__Given task__. Render the records from the line containing "Object detection annotation — target class is yellow" through the line containing "[318,215,333,221]" as a two-column CSV with the columns instruction and boxes, one row per record. Place each record's text and its answer in a single quoted field each, replacing line breaks with spaces.

__Supplied records__.

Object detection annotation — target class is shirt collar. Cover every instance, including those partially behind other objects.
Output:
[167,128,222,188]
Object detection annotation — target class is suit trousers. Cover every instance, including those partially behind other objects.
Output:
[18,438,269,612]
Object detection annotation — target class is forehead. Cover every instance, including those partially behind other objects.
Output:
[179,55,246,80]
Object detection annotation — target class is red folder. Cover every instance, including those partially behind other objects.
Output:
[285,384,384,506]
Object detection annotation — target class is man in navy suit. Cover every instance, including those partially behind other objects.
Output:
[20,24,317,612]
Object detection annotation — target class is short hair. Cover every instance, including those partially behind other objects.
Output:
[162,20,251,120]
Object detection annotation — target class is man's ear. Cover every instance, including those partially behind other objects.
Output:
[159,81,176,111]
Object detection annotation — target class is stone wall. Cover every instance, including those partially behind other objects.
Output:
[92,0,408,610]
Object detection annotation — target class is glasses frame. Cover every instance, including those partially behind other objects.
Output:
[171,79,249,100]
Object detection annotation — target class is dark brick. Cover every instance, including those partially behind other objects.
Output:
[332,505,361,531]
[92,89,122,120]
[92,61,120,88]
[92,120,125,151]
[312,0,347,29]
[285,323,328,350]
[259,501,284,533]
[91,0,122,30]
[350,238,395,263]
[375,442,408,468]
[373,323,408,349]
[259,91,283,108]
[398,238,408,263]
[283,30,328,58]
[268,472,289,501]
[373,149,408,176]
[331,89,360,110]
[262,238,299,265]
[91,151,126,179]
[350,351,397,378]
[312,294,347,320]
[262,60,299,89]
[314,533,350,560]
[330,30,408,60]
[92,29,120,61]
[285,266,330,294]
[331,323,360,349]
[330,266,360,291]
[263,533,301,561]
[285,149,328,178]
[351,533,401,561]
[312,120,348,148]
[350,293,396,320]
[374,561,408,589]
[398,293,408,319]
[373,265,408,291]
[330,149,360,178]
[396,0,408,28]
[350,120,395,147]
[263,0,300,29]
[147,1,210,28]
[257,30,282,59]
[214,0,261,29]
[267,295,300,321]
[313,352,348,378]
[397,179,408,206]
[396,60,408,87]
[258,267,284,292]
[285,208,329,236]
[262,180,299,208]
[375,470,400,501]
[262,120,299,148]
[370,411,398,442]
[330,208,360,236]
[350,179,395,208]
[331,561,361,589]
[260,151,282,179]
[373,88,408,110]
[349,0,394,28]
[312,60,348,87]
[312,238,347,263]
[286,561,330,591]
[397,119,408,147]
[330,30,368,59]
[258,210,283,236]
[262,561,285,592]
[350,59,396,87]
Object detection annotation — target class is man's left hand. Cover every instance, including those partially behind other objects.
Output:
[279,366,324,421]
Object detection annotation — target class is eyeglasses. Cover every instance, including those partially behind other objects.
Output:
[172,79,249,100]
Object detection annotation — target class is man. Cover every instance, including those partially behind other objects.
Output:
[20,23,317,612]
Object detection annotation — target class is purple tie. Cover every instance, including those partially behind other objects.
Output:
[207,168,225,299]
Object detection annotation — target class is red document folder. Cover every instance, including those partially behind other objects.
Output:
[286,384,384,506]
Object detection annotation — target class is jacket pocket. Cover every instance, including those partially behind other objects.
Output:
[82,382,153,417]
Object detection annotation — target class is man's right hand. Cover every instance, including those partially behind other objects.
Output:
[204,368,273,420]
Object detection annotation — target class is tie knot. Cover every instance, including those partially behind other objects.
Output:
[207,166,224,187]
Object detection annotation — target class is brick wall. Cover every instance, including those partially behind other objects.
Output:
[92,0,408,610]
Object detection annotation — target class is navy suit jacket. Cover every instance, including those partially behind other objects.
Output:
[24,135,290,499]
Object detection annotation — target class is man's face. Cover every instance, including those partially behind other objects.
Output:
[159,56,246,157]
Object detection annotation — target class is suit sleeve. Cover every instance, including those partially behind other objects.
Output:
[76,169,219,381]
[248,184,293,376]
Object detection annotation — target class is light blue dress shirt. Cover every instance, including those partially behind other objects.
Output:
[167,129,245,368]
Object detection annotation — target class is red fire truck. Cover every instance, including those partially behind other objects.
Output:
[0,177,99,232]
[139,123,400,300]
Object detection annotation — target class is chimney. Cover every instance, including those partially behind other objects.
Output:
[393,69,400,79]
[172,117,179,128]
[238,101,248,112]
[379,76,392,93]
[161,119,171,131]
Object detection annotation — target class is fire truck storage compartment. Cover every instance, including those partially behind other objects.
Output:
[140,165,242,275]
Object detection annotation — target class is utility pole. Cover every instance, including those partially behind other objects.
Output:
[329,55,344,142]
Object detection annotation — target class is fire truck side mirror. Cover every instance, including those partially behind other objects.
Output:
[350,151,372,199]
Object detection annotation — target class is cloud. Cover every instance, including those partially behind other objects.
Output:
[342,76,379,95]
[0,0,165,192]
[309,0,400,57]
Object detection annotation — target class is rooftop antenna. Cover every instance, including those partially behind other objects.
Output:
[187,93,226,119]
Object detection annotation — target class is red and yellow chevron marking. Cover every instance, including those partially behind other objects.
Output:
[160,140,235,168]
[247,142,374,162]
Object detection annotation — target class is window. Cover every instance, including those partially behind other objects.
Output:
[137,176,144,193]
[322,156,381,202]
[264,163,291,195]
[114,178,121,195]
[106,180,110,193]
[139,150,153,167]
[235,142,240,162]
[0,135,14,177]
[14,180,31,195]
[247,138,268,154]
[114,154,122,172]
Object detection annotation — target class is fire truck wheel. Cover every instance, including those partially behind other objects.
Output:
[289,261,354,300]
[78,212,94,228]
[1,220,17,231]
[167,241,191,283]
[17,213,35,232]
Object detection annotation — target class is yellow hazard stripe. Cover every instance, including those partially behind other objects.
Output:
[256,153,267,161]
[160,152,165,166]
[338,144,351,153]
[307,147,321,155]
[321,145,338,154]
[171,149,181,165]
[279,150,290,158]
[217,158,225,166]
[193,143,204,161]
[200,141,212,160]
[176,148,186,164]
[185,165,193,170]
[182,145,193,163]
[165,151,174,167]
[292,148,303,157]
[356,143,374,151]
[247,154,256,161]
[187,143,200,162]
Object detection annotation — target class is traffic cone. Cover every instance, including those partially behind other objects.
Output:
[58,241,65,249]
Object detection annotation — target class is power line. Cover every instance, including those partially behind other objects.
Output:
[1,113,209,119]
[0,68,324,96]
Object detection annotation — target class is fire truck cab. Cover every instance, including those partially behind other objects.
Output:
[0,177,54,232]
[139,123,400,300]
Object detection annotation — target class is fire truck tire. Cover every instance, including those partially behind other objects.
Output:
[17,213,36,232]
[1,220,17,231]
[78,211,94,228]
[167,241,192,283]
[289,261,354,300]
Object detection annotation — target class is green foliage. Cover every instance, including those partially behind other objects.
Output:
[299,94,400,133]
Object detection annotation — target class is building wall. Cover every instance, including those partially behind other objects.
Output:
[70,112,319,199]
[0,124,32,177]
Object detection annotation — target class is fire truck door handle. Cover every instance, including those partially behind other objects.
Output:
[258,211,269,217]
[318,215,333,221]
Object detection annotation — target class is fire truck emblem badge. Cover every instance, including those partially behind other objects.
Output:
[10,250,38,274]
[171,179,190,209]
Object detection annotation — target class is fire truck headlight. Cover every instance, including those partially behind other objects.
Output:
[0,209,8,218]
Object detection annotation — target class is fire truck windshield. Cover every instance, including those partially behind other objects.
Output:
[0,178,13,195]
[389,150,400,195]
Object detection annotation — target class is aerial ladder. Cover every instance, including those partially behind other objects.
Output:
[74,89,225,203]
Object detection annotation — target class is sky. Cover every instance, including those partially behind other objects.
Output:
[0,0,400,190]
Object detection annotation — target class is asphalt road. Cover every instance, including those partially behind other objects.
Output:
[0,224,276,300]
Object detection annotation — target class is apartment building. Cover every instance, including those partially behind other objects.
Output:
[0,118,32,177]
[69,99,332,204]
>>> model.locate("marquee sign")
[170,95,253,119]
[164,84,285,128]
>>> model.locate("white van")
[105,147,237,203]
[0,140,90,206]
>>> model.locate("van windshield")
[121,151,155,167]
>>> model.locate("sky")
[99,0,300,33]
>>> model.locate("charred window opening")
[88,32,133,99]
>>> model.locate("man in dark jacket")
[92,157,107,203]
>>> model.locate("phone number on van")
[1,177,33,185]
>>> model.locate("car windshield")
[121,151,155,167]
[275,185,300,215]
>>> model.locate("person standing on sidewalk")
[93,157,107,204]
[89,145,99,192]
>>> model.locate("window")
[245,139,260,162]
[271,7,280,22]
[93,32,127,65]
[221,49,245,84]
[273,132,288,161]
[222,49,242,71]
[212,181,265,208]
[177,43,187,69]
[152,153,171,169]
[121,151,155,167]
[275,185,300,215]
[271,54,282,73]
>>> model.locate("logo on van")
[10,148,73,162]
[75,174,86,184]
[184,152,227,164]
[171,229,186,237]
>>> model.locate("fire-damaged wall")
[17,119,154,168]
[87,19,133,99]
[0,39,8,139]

__Task answer__.
instruction,boxes
"Object detection annotation — target class is yellow hazard stripe. Cover every instance, including those partially behind other objects. Output:","[256,153,267,161] [160,152,165,166] [338,144,351,153] [307,147,321,155] [321,145,338,154] [171,149,181,165] [279,150,290,158] [217,158,225,166] [193,143,204,161] [200,141,212,160] [176,148,186,164] [185,165,193,170] [182,145,193,163] [165,151,174,167] [292,148,303,157] [356,143,374,151] [247,154,256,161] [187,143,200,162]"
"Object detection annotation — target class is traffic cone. Cover every instance, including those partially behind other objects. Output:","[58,241,65,249]"
"Object detection annotation — target class is power line. Cover every instance, including those partially behind other objects. Output:","[1,113,209,119] [0,68,324,96]"
"Object detection annotation — target class is fire truck cab. Cover every instance, including those partially behind other objects. Output:","[0,177,54,232] [139,123,400,300]"
"Object detection annotation — target class is fire truck tire. Cover every instance, including those partially behind other objects. Output:","[17,213,36,232] [1,220,17,231] [78,211,94,228] [167,241,192,283] [289,261,354,300]"
"Object detection annotation — target class is green foliage. Cover every instance, including those partially behind other objects. Output:","[299,94,400,133]"
"Object detection annotation — target class is building wall. Cover every instance, including those partially behind other objects. Output:","[70,112,319,199] [0,124,32,177]"
"Object detection annotation — target class is fire truck door handle. Cover every instance, including those partially behind other objects. Output:","[258,211,269,217] [318,215,333,221]"